-- SOURCE --
Si un tel drame se préparait dans votre entourage, seriez-vous coupable de ne l'avoir pas vu venir?1
Un ancien psychiatre, dernièrement, sur les ondes d’une radio, affirmait qu’une femme adultère, son amant, ainsi que l’ex conjointe cocue de cet amant, étaient tous responsables du meurtre de deux enfants commis par l’ancien mari de la femme adultère. Vous vous y retrouvez?
Plus clairement, Pierre Mailloux, psychiatre radié, affirmait que l’ancienne conjointe de Guy Turcotte, son nouveau chum ainsi que l’ex femme de ce dernier étaient aussi responsables de la mort des enfants. Son opinion, appuyée sur pas grand-chose sinon l'assertion de son cru: « Isabelle, elle le connait son fou ». Nous, on connait le personnage Mailloux, alors on laisse passer.
Il est là le hic : Au-delà de son opinion farfelue quant à la responsabilité de quiconque a côtoyé le cardiologue, son propos est à l’effet que ces personnes sont « criminellement responsables», puisqu’il parle d’accusation de négligence criminelle. Une idée saugrenue, mais suffisamment dérangeante pour que des gens se soient posé –et m'aient posé- sérieusement la question : Pourraient-ils être accusés?
Mais non! Accusés de quoi? De complicité? De complot? De négligence criminelle? De « non assistance à personne en danger? ». Et si on dépatouillait un peu tout ce schmilblick.
La complicité
C’est un mode de participation à une infraction. Le complice est celui qui « aide et encourage » l’auteur principal à commettre un acte criminel. Le complice sera accusé de l’acte criminel commis, pas exemple un vol de dépanneur, pour avoir aidé l’auteur principal, ou pour l’avoir encouragé. L’acte d’accusation n’a même pas à mentionner que le geste a été commis par le biais de la complicité. Toujours avec l’exemple du vol de dépanneur, le complice qui fait le guet sera accusé de vol. Comme pour tous les crimes, il faut un acte coupable, et un esprit coupable. L’aide. L’encouragement. Crier « lets go mon homme» en tapant des mains pendant que le commettant principal entre et prend la caisse. Voilà ce qu’est la complicité. On ne peut pas être complice par omission de dénoncer, ou par omission d’avoir deviné. On ne peut même pas être complice pour avoir été présent sans rien faire2.

-- DONNÉES --
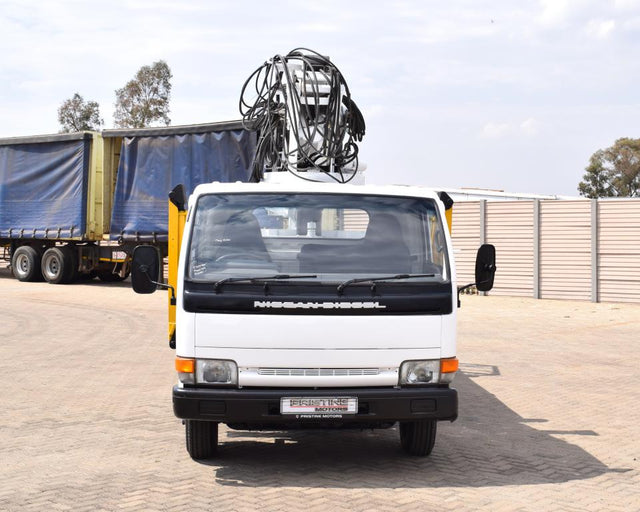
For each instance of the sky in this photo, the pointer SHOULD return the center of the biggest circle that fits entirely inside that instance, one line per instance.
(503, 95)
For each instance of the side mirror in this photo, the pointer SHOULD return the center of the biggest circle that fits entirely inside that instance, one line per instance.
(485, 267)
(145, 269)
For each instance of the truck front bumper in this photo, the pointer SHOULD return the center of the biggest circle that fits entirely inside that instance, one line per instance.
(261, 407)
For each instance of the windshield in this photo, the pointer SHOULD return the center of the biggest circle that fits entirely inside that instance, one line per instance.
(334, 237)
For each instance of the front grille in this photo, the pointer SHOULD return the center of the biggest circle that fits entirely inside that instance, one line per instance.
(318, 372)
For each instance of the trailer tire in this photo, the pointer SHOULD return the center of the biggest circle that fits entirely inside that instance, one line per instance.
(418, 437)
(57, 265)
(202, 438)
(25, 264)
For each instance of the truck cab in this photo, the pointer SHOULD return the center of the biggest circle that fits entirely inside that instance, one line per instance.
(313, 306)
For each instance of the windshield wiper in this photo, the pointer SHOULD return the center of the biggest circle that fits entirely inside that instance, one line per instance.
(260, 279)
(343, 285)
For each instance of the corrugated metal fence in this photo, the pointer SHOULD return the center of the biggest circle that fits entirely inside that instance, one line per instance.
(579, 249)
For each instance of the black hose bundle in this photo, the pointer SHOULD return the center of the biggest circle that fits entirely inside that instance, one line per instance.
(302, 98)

* * *

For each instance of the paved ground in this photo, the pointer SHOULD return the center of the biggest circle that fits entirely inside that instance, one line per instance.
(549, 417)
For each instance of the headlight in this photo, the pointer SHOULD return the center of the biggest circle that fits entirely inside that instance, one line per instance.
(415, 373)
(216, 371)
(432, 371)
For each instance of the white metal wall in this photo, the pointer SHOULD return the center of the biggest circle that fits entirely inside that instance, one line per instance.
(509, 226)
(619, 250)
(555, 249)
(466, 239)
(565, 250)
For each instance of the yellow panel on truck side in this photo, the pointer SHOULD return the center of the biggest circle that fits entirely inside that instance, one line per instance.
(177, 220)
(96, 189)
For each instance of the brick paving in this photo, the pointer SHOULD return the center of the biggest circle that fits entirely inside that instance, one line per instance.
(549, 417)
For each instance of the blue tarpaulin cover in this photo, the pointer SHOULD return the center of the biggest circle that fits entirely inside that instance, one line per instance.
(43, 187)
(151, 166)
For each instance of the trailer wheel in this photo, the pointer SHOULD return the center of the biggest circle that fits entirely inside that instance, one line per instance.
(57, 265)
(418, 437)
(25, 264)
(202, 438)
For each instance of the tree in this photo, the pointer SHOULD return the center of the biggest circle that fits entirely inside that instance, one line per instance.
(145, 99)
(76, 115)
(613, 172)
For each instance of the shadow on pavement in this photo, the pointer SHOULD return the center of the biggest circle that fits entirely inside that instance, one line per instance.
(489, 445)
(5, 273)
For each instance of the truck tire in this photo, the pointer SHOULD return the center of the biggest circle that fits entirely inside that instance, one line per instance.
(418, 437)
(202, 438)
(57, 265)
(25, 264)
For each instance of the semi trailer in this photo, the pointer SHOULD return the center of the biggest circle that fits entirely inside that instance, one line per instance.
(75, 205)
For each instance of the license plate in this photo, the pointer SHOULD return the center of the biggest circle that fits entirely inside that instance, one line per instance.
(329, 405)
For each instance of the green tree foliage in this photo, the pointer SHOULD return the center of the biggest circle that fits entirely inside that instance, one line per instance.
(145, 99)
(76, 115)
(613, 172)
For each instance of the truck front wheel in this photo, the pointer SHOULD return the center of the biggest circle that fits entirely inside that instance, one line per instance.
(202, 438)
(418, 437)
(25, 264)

-- CONSIGNES --
a - Recopiez fidèlement le passage de la source qui commence à « Plus clairement, Pierre » et se termine à « Pourraient-ils être accusés? ».
b - Condensez sous forme de liste le paragraphe de la source qui débute par « C’est un mode de participation », en conservant ses faits essentiels.
Appuyez-vous exclusivement sur la source pour répondre.

-- RÉPONSES ATTENDUES --
a -
Plus clairement, Pierre Mailloux, psychiatre radié, affirmait que l’ancienne conjointe de Guy Turcotte, son nouveau chum ainsi que l’ex femme de ce dernier étaient aussi responsables de la mort des enfants. Son opinion, appuyée sur pas grand-chose sinon l'assertion de son cru: « Isabelle, elle le connait son fou ». Nous, on connait le personnage Mailloux, alors on laisse passer.
Il est là le hic : Au-delà de son opinion farfelue quant à la responsabilité de quiconque a côtoyé le cardiologue, son propos est à l’effet que ces personnes sont « criminellement responsables», puisqu’il parle d’accusation de négligence criminelle. Une idée saugrenue, mais suffisamment dérangeante pour que des gens se soient posé –et m'aient posé- sérieusement la question : Pourraient-ils être accusés?

b -
- La complicité est un mode de participation à une infraction : le complice aide et encourage l’auteur principal à commettre un acte criminel.
- Le complice est accusé de l’acte criminel commis lui-même. Par exemple, celui qui fait le guet lors d’un vol de dépanneur est accusé de vol. L’acte d’accusation n’a pas à mentionner la complicité.
- Comme pour tout crime, il faut un acte coupable et un esprit coupable, c’est-à-dire l’aide ou l’encouragement. Crier « lets go mon homme » en tapant des mains pendant que l’auteur principal prend la caisse en est un exemple.
- On ne peut être complice ni par omission de dénoncer, ni par omission d’avoir deviné, ni pour avoir été présent sans rien faire.